WHAT IS NEEDED - Repeat the records below exactly, beginning at the first line and finishing with the line that contains "sofa cushion | locate".

THE DATA -

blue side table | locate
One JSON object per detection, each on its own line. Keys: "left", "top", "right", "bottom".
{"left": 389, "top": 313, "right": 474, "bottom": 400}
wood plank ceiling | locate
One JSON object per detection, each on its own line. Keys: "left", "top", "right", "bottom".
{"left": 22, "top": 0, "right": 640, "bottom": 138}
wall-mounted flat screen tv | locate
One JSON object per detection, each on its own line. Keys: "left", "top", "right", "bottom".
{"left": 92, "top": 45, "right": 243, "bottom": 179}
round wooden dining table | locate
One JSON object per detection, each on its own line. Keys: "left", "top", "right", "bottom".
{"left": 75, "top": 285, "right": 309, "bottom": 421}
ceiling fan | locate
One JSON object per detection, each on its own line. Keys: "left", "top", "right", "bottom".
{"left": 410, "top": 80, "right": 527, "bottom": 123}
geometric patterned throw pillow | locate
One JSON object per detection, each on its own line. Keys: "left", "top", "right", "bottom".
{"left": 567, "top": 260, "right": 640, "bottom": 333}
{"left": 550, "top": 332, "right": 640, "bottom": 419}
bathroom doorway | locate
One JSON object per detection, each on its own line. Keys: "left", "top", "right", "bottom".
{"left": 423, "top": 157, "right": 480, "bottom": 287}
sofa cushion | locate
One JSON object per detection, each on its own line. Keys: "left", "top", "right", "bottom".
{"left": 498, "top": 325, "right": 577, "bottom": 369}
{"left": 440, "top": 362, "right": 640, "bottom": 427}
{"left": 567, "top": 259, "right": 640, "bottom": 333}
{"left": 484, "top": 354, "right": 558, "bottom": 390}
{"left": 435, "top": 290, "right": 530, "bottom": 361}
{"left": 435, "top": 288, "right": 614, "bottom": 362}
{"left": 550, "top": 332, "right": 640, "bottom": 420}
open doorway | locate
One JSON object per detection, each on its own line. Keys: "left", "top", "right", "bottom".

ANSWER FOR THE TASK -
blue side table | locate
One JSON object per detection, each on its own line. Keys: "left", "top", "right", "bottom".
{"left": 389, "top": 313, "right": 474, "bottom": 400}
wood plank ceiling | locate
One JSON object per detection, each on its own line. Keys: "left", "top", "right", "bottom".
{"left": 22, "top": 0, "right": 640, "bottom": 138}
wall-mounted flat screen tv | locate
One JSON object per detection, each on its own line. Keys: "left", "top", "right", "bottom".
{"left": 92, "top": 45, "right": 243, "bottom": 179}
round wooden dining table | locate
One JSON object per detection, each on its own line. Keys: "left", "top", "right", "bottom".
{"left": 75, "top": 285, "right": 309, "bottom": 421}
ceiling fan | locate
One JSON object per detection, each on its own line. Keys: "left", "top", "right", "bottom".
{"left": 410, "top": 80, "right": 527, "bottom": 123}
geometric patterned throw pillow | locate
One JSON object per detection, each on its own line. Keys: "left", "top", "right", "bottom".
{"left": 567, "top": 260, "right": 640, "bottom": 333}
{"left": 550, "top": 332, "right": 640, "bottom": 419}
bathroom doorway | locate
One JSON object per detection, each on its own line. Keys: "left", "top", "right", "bottom".
{"left": 423, "top": 157, "right": 480, "bottom": 287}
sofa cushion | locate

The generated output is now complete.